| Verilen Görev 1 |
Aşağıdaki listede "towel" kelimesini içeren her satırı sırala. Büyük-küçük harf farkı önemlidir.

Emek Partisi Genel Başkanı Selma Gürkan yaptığı açıklamada, "Kes yapıştır iddianamelerle, düzmece gizli tanıklarla yargılamaların yapıldığı, yargılananların kimisinin aylarca neyle suçlandığını bilmeden hapiste tutulduğu, cezalandırıldığı, olmadık nedenlerle gözaltına alınanların serbest bırakıldıklarında bile ağır kontrol şartlarıyla yaşamaya zorlandığı, görüşleri yüzünden sayısız insanın hala cezaevlerinde tutulduğu; fakat son zamanlarda yoğunlaşan cinsel şiddet ve cinayetlerde de görüldüğü gibi birçok failin de ecele edercesine serbest bırakıldığı bir hukuksuzluğun mimarı tek adam rejimi altında Ebru Timtik hem kendisi hem ülkesi için adalet arayan avukatlardan biriydi. Bunun için ölüm orucuna gitti ve ne yazık ki iktidarın duymayan kulaklarında bir ses bile yaratamadı. Çünkü bu iktidar kendi politikalarını desteklemeyen, eleştiren, hak ve özgürlükler için mücadele eden, demokrasi ve adalet isteyen herkesin sesine kapalıdır" diyerek iktidarı ölüm orucundaki diğer avukat Aytaç Ünsal’ın ölümünün sorumluluğunu almamak için meşru taleplerini karşılamaya davet etti.

| Alıştırma Malzemesi |
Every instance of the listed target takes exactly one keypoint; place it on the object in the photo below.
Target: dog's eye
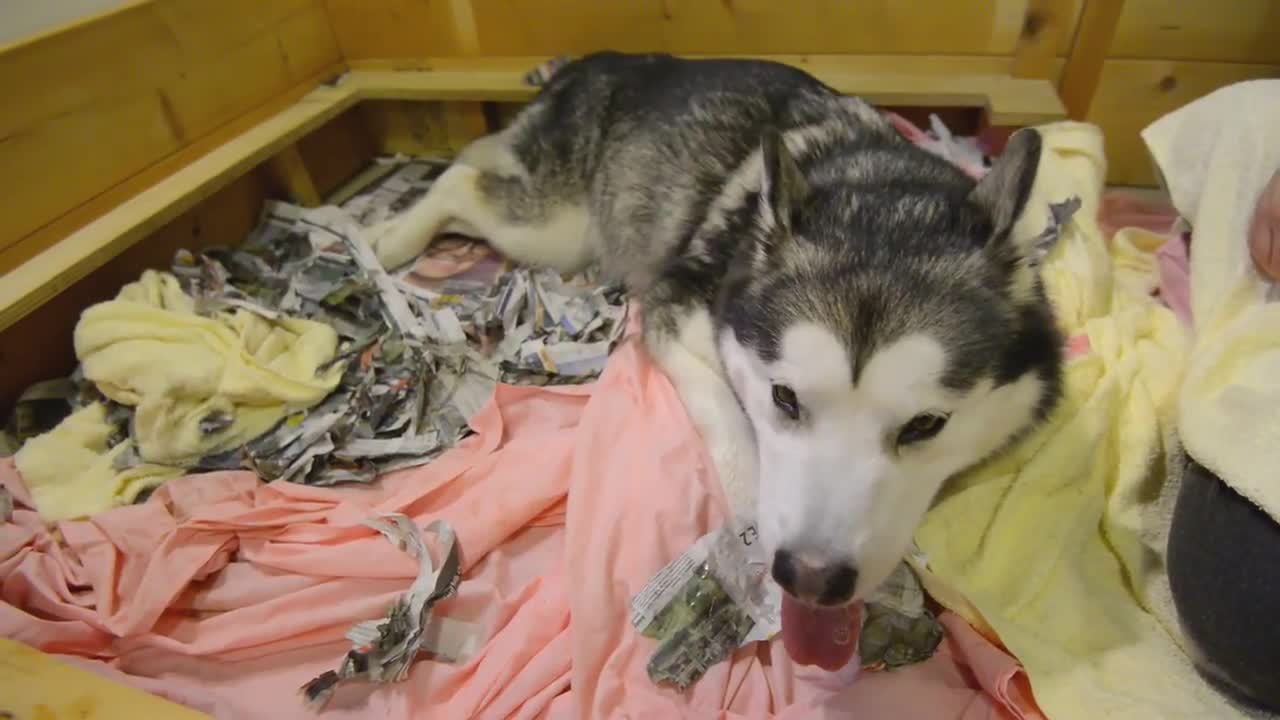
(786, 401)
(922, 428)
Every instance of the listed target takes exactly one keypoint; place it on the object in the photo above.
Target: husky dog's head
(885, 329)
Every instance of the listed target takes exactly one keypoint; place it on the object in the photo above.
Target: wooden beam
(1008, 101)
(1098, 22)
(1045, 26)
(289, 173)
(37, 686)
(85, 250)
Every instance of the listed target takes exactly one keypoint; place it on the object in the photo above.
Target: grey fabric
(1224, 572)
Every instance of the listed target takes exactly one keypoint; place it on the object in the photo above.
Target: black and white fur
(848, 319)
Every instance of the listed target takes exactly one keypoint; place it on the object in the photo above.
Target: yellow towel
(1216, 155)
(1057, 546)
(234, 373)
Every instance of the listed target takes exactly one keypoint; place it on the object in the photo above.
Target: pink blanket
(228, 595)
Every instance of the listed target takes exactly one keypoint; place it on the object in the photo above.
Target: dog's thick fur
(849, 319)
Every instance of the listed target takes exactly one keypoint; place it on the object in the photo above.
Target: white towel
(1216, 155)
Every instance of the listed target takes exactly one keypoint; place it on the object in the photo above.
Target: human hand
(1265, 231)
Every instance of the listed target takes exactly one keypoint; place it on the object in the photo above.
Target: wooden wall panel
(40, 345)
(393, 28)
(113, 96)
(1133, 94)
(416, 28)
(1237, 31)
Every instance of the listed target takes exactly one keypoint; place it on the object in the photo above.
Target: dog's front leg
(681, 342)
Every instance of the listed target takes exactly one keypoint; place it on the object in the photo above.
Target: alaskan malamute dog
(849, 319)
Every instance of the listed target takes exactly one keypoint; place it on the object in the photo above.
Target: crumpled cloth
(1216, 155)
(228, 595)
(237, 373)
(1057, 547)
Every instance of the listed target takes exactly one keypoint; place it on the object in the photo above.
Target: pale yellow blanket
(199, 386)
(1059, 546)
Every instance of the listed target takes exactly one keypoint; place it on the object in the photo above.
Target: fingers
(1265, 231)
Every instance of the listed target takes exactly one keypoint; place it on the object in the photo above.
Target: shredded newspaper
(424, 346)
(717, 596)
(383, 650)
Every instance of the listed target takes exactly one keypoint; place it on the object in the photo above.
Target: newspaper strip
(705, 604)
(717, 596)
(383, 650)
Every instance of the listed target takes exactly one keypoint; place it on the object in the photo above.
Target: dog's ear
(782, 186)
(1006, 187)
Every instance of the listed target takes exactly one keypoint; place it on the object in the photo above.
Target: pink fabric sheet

| Verilen Görev 2 |
Metin parçasına göre Selma Gürkan hangi partinin genel başkanıdır?

| Çıktı 1 |
Target: yellow towel
Target: white towel

| Çıktı 2 |
Emek Partisi'nin.